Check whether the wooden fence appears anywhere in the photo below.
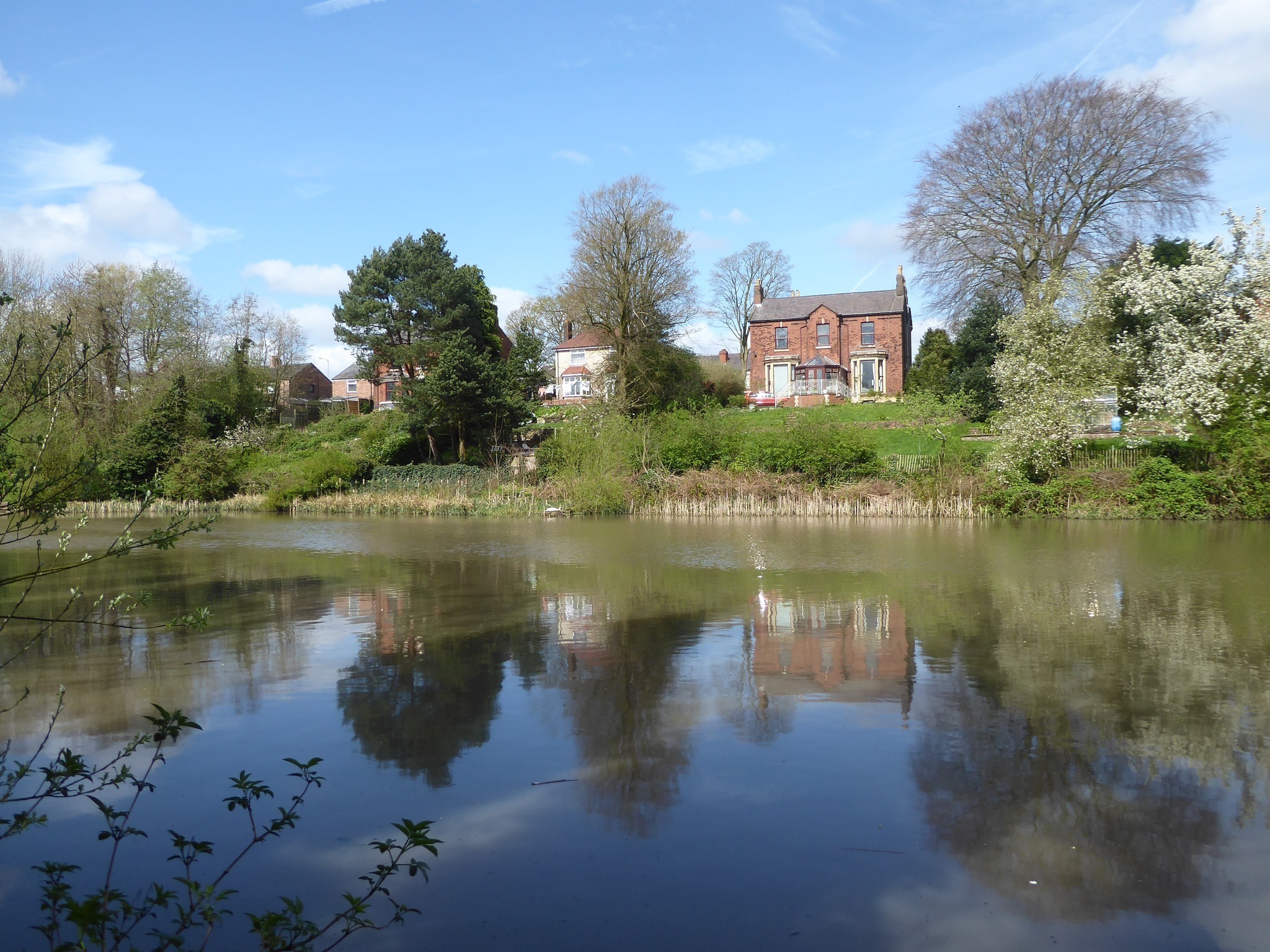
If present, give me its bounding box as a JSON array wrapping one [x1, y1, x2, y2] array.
[[1070, 446, 1153, 470], [887, 453, 940, 472]]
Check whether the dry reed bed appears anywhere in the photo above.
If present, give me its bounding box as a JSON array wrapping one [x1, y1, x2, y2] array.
[[68, 495, 265, 519], [73, 470, 989, 519], [634, 490, 988, 519], [291, 485, 555, 515]]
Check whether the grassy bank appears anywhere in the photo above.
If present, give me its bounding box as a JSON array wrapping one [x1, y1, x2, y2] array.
[[72, 403, 1270, 519]]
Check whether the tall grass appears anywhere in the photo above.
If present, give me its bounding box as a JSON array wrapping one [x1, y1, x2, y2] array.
[[66, 494, 269, 519]]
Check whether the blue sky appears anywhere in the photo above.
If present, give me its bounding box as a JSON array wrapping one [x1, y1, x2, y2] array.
[[0, 0, 1270, 372]]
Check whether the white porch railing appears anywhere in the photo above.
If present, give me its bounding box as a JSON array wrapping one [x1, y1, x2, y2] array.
[[794, 377, 847, 399]]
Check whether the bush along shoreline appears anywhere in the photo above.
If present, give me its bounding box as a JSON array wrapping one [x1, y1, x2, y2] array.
[[67, 403, 1270, 519]]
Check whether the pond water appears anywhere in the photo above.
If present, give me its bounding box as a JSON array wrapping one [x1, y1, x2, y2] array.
[[0, 517, 1270, 952]]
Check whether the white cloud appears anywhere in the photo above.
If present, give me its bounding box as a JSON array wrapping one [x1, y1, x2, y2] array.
[[0, 63, 24, 99], [242, 258, 348, 297], [688, 136, 776, 171], [16, 137, 141, 192], [291, 182, 330, 202], [835, 218, 903, 264], [305, 0, 381, 17], [0, 138, 234, 264], [688, 231, 728, 252], [282, 307, 357, 377], [701, 208, 750, 224], [676, 321, 737, 354], [1149, 0, 1270, 126], [781, 6, 838, 56], [491, 288, 532, 321]]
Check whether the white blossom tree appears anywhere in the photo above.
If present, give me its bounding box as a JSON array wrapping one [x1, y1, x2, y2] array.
[[992, 281, 1115, 478], [1104, 209, 1270, 435]]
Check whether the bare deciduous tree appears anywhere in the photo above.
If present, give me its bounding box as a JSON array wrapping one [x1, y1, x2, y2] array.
[[561, 175, 697, 405], [132, 269, 210, 376], [710, 241, 790, 362], [903, 76, 1220, 322]]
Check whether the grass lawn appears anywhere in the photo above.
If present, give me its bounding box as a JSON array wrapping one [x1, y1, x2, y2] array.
[[730, 402, 970, 456]]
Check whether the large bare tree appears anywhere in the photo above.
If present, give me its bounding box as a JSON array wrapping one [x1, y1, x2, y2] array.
[[903, 76, 1220, 317], [710, 241, 790, 362], [560, 175, 697, 405]]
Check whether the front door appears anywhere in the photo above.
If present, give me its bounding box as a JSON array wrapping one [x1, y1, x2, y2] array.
[[772, 363, 790, 400]]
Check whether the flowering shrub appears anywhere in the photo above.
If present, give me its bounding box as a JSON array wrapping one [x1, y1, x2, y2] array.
[[1108, 209, 1270, 434], [992, 282, 1115, 480]]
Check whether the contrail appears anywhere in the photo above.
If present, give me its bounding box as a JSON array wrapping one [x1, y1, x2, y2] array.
[[1068, 0, 1147, 75], [851, 258, 887, 291]]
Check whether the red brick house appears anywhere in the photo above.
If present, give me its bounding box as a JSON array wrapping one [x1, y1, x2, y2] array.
[[274, 363, 330, 406], [745, 268, 913, 406]]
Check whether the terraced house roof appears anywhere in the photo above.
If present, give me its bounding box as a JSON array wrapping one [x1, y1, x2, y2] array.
[[749, 291, 905, 324]]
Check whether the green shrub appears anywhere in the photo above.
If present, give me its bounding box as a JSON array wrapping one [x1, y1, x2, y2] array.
[[724, 420, 881, 482], [535, 408, 653, 480], [362, 413, 418, 465], [1150, 437, 1210, 470], [1206, 420, 1270, 519], [983, 480, 1072, 515], [565, 474, 630, 515], [162, 439, 238, 503], [701, 361, 745, 406], [265, 449, 372, 509], [102, 376, 189, 496], [370, 464, 491, 488], [1128, 456, 1212, 519], [657, 410, 722, 472]]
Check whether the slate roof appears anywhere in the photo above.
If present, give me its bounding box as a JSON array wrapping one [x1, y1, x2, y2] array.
[[749, 291, 904, 324], [794, 354, 842, 371], [556, 327, 610, 350], [278, 362, 326, 379]]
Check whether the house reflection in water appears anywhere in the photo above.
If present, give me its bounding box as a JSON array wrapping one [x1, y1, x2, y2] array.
[[333, 588, 415, 654], [750, 591, 917, 713], [541, 594, 612, 678]]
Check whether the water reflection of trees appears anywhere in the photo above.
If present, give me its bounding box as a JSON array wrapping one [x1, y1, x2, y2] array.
[[913, 573, 1270, 919], [715, 586, 916, 744], [337, 560, 544, 787], [551, 606, 703, 837], [0, 546, 330, 743]]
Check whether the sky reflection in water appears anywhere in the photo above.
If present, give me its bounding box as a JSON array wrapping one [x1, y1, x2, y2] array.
[[0, 518, 1270, 951]]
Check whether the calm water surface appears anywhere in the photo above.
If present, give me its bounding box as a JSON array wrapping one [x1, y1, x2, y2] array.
[[0, 517, 1270, 952]]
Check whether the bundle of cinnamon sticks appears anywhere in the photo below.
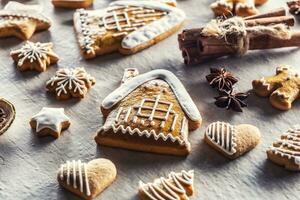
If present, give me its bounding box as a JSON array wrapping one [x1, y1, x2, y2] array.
[[178, 8, 300, 65]]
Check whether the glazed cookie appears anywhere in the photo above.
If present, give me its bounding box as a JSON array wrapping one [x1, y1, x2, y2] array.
[[139, 170, 194, 200], [252, 66, 300, 110], [0, 2, 51, 40], [0, 98, 16, 135], [267, 125, 300, 171], [204, 122, 260, 159], [10, 41, 59, 72], [74, 0, 185, 59], [210, 0, 267, 17], [30, 107, 71, 138], [57, 158, 117, 200], [95, 70, 202, 155], [46, 67, 96, 100], [52, 0, 94, 8]]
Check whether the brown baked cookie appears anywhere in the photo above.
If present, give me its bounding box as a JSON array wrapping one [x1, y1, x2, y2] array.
[[52, 0, 94, 9], [267, 125, 300, 171], [30, 107, 71, 138], [204, 121, 260, 159], [0, 98, 16, 135], [139, 170, 194, 200], [252, 66, 300, 110], [210, 0, 267, 17], [57, 158, 117, 200], [74, 0, 185, 59], [95, 70, 202, 155], [0, 2, 51, 40], [46, 67, 96, 100], [10, 41, 59, 72]]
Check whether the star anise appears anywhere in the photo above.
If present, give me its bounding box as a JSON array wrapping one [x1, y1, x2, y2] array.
[[215, 89, 249, 112], [206, 68, 238, 90]]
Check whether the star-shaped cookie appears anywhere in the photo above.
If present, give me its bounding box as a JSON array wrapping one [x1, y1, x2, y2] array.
[[0, 2, 51, 40], [30, 107, 71, 138], [10, 41, 59, 72]]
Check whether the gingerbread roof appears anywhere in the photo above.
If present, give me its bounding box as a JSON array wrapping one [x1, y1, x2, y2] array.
[[101, 69, 201, 121]]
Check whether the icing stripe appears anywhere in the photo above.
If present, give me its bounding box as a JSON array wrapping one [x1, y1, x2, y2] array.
[[59, 160, 91, 196], [139, 170, 194, 200], [102, 69, 201, 121], [205, 121, 236, 155]]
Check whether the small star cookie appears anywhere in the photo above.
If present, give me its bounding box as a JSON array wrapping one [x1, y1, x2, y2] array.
[[10, 41, 59, 72], [46, 67, 96, 100], [30, 107, 71, 138]]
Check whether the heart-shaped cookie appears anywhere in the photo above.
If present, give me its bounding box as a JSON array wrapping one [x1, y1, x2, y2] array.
[[57, 158, 117, 200], [204, 121, 260, 159], [0, 98, 16, 135]]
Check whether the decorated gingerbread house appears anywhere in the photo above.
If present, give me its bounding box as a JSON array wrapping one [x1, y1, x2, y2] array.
[[95, 69, 201, 155]]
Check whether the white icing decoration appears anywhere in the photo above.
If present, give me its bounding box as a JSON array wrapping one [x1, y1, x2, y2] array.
[[99, 124, 190, 147], [139, 170, 194, 200], [205, 121, 236, 155], [46, 67, 94, 96], [269, 126, 300, 166], [102, 69, 201, 121], [32, 107, 70, 132], [59, 160, 91, 196], [10, 41, 58, 67], [74, 0, 185, 54]]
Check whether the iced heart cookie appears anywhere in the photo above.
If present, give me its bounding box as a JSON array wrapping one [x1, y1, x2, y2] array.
[[139, 170, 194, 200], [30, 107, 71, 138], [0, 2, 51, 40], [46, 67, 96, 100], [52, 0, 94, 8], [210, 0, 267, 17], [74, 0, 185, 58], [0, 98, 16, 135], [57, 158, 117, 200], [10, 41, 59, 72], [204, 122, 260, 159], [267, 125, 300, 171], [252, 66, 300, 110], [95, 70, 202, 155]]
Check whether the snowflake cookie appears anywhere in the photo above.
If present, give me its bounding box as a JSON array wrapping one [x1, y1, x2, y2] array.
[[46, 67, 96, 100], [10, 41, 59, 72]]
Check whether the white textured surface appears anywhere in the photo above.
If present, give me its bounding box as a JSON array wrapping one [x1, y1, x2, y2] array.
[[0, 0, 300, 200]]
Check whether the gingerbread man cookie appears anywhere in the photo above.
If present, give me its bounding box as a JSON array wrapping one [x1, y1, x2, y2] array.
[[204, 121, 260, 159], [10, 41, 59, 72], [252, 66, 300, 110], [0, 2, 51, 40], [57, 158, 117, 200], [267, 125, 300, 171], [74, 0, 185, 59], [210, 0, 267, 17], [30, 107, 71, 138], [46, 67, 96, 100], [95, 70, 202, 155], [139, 170, 194, 200]]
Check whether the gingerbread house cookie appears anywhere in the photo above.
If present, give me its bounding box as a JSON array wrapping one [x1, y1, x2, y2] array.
[[0, 2, 51, 40], [95, 69, 201, 155], [74, 0, 185, 58]]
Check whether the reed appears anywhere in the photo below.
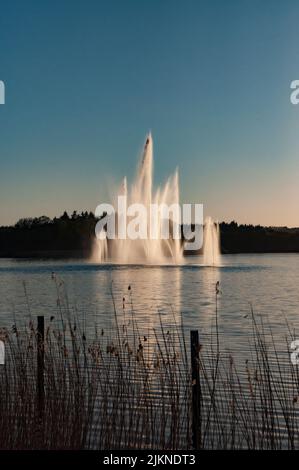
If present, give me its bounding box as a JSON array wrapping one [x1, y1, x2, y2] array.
[[0, 285, 299, 449]]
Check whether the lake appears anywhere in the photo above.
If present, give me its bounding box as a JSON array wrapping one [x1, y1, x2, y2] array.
[[0, 254, 299, 351]]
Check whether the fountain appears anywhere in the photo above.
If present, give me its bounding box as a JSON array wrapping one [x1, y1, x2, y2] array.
[[96, 134, 183, 264], [93, 134, 220, 266]]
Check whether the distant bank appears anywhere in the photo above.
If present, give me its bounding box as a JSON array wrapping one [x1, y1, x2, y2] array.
[[0, 212, 299, 259]]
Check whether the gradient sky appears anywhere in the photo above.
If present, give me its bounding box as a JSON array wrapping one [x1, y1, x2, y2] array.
[[0, 0, 299, 226]]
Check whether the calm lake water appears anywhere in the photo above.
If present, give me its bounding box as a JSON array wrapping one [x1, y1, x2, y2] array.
[[0, 254, 299, 350]]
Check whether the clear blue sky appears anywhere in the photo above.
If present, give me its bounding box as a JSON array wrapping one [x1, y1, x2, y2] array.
[[0, 0, 299, 226]]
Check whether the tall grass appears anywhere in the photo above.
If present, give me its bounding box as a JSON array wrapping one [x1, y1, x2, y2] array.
[[0, 285, 299, 449]]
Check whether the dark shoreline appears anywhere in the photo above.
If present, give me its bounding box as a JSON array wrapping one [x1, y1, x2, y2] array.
[[0, 250, 299, 261]]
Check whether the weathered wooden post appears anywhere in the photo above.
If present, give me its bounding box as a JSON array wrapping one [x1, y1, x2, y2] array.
[[190, 330, 201, 449], [37, 316, 45, 419]]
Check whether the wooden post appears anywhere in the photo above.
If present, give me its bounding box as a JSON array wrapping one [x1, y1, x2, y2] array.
[[190, 330, 201, 449], [37, 316, 45, 419]]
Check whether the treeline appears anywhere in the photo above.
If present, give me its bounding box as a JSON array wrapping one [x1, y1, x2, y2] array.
[[0, 211, 299, 258], [0, 211, 97, 258], [220, 222, 299, 253]]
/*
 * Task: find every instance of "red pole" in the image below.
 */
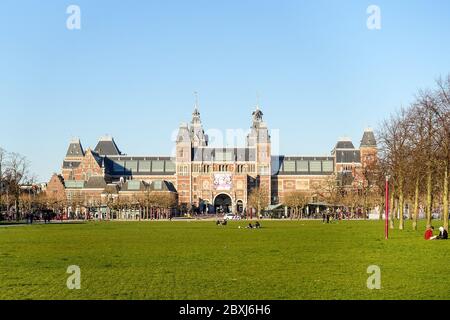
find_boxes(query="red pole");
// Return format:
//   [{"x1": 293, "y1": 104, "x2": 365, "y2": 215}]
[{"x1": 384, "y1": 176, "x2": 389, "y2": 240}]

___

Can you copy the lines from the very first one through the line containing "[[72, 403, 1270, 519]]", both ends included, leaving out any picture?

*ANSWER TO THIS TASK*.
Check whether the wooden fence appears anywhere in the photo below.
If present, give me its bounding box as a JSON array wrapping one [x1, y1, x2, y2] array.
[[1070, 446, 1153, 470], [887, 453, 940, 472]]
Check whether the dry reed bed appears anywhere in the photo above.
If present, give me its bounding box as a JSON array wrapping one [x1, y1, x2, y2] array.
[[68, 495, 265, 519], [73, 470, 989, 519], [634, 490, 988, 519], [291, 485, 555, 515]]
Check whether the grassy bank appears anywhere in the photo above.
If present, give me its bounding box as a JSON array wrapping one [x1, y1, x2, y2] array.
[[72, 403, 1270, 519]]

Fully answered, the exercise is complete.